→ Document excerpt:
Finally, item-wise analyses were conducted to determine whether appraisals of harm predicted larger effects of dosage or whether appraisals of impurity predicted smaller effects of dosage. The average harmfulness rating of each item (collapsed across high- and low-dosage versions) and the average impurity rating of each item (collapsed across high- and low-dosage versions) were in turn correlated with the average dosage effect of each item (operationalized as the difference score in wrongness between the high and low versions of the transgressions). These correlations indicated that the harmfulness of a transgression does not predict the extent to which moral judgments will be influenced by varying dosage, r(14) = −.213, p = .428, but the more impure a transgression is perceived to be, the less likely it is for moral judgments to be influenced by varying dosage, r(14) = −.689, p = .003. These two correlations did not significantly differ from each other, however, z = 1.607, p = .108. The perceived harmfulness and impurity of these transgressions were orthogonal, r(14) = .064, p = .813.
The results in Study 2 were again consistent with the mere-trace hypothesis and not consistent with either the trade-off hypothesis or the domain-general hypothesis. Indeed, the findings were strikingly similar to those yielded by the Study 1 data set, indicating that an interaction between domain and dosage is robust and replicable.
Study 3
The mere-trace hypothesis suggests that evaluations of purity violations should be consistently insensitive to variations in dosages—even very small dosages. In Study 3, we tested this prediction by presenting participants with a new set of moral violations that involved changes at very low levels of dosage.
Method
Participants
On the basis of a power calculation involving Monte Carlo simulations of the Study 1 data (Green & MacLeod, 2016) and accounting for smaller anticipated effects with dosage levels that were less differentiated than those of the previous studies, we aimed for a total sample of 180 participants. The final sample consisted of 168 U.S. residents (101 female, 2 nonbinary; 127 White; age: M = 35.35 years, SD = 9.68) who were tested on Amazon Mechanical Turk. Ten additional participants completed the study but were excluded for failing the same attention check used in the previous studies (“A person destroys the entire planet”: n = 4; “A person gives money to a charitable organization”: n = 6), and another 2 participants were excluded for having worker IDs that duplicated those from one of the previous studies. All sampling, exclusion, and analytic decisions for this study were preregistered at https://osf.io/bd9ea.
Materials and procedure
After providing consent to participate in the study, participants were presented with 16 violations that varied by domain (harm vs. purity) and dosage (low vs. high). Participants saw four violations from each of the four possible combinations of these variable levels (see Table 2). As in Study 1, the presentation of these violations was counterbalanced across participants so that each participant saw either a low- or high-dosage version of each violation and saw the opposite dosage from a corresponding violation in the other content domain. The two attention-check questions were also randomly presented within this sequence. After each transgression was presented, participants were asked to rate “How morally wrong is this action?” “How harmful is this action?” and “How impure is this action?” They responded a slider scale from 0 (not at all) to 100 (extremely). Participants were then asked to provide basic demographic information and were debriefed.
Sets of Harm and Purity Violations Presented to Participants for Evaluation in Study 3
Note: For each set of terms in brackets, the first term was used in the low-dosage version of the stimulus, and the second was used in the high-dosage version of the stimulus. Each participant saw one of two sets of stimuli, which contained a single variant of each item (16 transgressions total), divided so that each participant saw each modifier once.

Raw records:
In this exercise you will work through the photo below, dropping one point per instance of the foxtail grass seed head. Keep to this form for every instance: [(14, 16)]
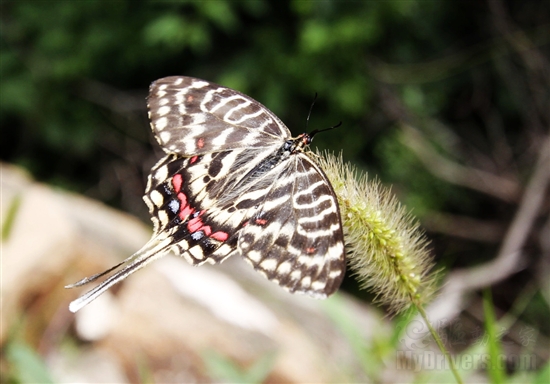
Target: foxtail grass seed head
[(387, 250)]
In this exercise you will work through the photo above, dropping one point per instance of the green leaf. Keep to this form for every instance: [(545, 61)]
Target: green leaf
[(27, 365)]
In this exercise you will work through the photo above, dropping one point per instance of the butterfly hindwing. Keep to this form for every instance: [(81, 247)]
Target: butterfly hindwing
[(295, 237)]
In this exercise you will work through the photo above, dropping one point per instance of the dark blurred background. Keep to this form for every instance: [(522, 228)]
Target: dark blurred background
[(447, 101)]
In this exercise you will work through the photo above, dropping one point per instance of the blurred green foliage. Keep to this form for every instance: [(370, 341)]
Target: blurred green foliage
[(281, 53)]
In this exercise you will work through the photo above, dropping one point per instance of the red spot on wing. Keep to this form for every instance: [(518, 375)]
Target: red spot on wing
[(177, 181), (195, 224), (183, 199), (220, 236), (185, 212)]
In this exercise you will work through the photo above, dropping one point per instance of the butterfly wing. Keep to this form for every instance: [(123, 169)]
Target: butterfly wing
[(295, 237), (191, 117)]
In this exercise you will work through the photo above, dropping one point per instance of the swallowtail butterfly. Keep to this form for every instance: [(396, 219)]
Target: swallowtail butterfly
[(234, 182)]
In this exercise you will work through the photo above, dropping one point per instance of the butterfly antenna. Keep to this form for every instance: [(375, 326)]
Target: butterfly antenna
[(311, 109), (316, 131)]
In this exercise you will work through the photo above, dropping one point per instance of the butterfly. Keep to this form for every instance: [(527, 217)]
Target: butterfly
[(234, 182)]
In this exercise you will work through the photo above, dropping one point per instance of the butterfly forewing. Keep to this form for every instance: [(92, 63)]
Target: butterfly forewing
[(191, 116), (234, 182)]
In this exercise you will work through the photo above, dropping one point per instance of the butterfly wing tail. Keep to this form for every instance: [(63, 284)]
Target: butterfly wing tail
[(153, 250)]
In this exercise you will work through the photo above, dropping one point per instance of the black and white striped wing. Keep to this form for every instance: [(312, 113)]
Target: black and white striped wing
[(234, 181), (295, 237), (190, 117)]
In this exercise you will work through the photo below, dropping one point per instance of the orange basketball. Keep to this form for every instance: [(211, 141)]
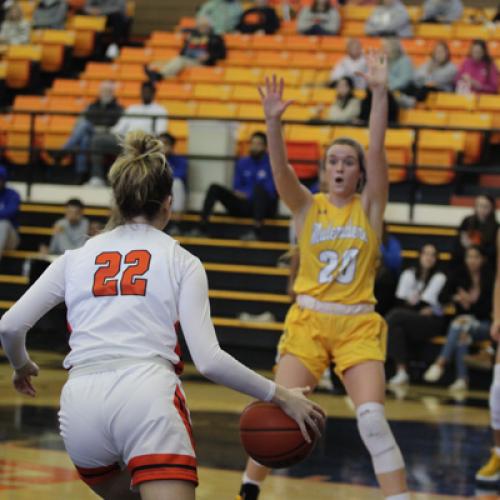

→ What you need to do:
1) In the listing, switch "green leaf" to "tree leaf" from the line with "instance: [(545, 61)]" to the line with "[(27, 365)]", and give back only those lines with nothing else changed.
2) Pick up the passage on harm and purity violations at the point where it stops and continue it.
The passage on harm and purity violations and the listing are unrelated material.

→ Answers given:
1)
In this exercise you will work through the photo above, dropping one point per instance of the tree leaf. Keep to this form for every instance: [(545, 61)]
Target: tree leaf
[(27, 365)]

2)
Results
The harm transgressions were rated as more harmful (M = 57.743, SD = 21.079) than the purity transgressions (M = 42.912, SD = 23.466), t(167) = 11.764, p < .001, d = 0.908. Conversely, the purity transgressions were rated as more impure (M = 67.297, SD = 21.213) than the harm transgressions (M = 55.484, SD = 23.790), t(167) = 8.590, p < .001, d = 0.663. Thus, these items were appropriately categorized.
Overall, the difference in wrongness ratings between high-dosage and low-dosage versions of the scenarios was higher for the harm transgressions (mean difference = 9.379, SD = 19.647) than for the purity transgressions (mean difference = 4.360, SD = 16.745); the average difference between these differences was 5.019 (SD = 25.789), as can be seen in Figure 3.

Results from Study 3: violin plot representing probability densities for ratings of wrongness as a function of domain and dosage. Error bars indicate 95% confidence intervals.
As in the previous two studies, the data were analyzed with a linear mixed model fitted using restricted maximum likelihood. The model was again specified to predict moral judgments from the fixed effects of domain (harm vs. purity) and dosage (low vs. high), the two-way interaction between these variables, and the random intercepts of scenario and participant.
Crucially, there was a significant interaction between domain and dosage, b = 5.220, SE = 2.015, p = .010, as dosage was once again a more potent factor for harm-based transgressions. Examining simple effects, we found that there was an effect of dosage both for harm transgressions, b = 9.518, SE = 1.425, p < .001, and for purity transgressions, b = 4.299, SE = 1.425, p = .003. Notably, however, the effect size of dosage for purity transgressions (d = 0.121) was less than half of the effect size of dosage for harm transgressions (d = 0.268).
Rerunning this model without the interaction term (to ensure more interpretable main effects) replicated the previous studies by yielding no main effect of domain, b = 2.008, SE = 8.764, p = .822, and a robust main effect of dosage, b = 6.908, SE = 1.009, p < .001, as high-dosage transgressions were judged to be more wrong than low-dosage transgressions overall.
Finally, item-wise analyses were conducted to determine whether appraisals of harm predicted larger effects of dosage or whether appraisals of impurity predicted smaller effects of dosage. Again, there was no relationship between the relative harmfulness of a transgression and the influence of dosage on moral judgments of that transgression, r(14) = .075, p = .781. However, unlike in Study 2, there was no relationship between the relative impurity of a transgression and the influence of dosage on moral judgments of that transgression, r(14) = −.121, p = .655, indicating that the significant result in the previous study should be interpreted with caution. The perceived harmfulness and impurity of these transgressions were more related to each other in Study 3 than in Study 2, r(14) = .447, p = .083.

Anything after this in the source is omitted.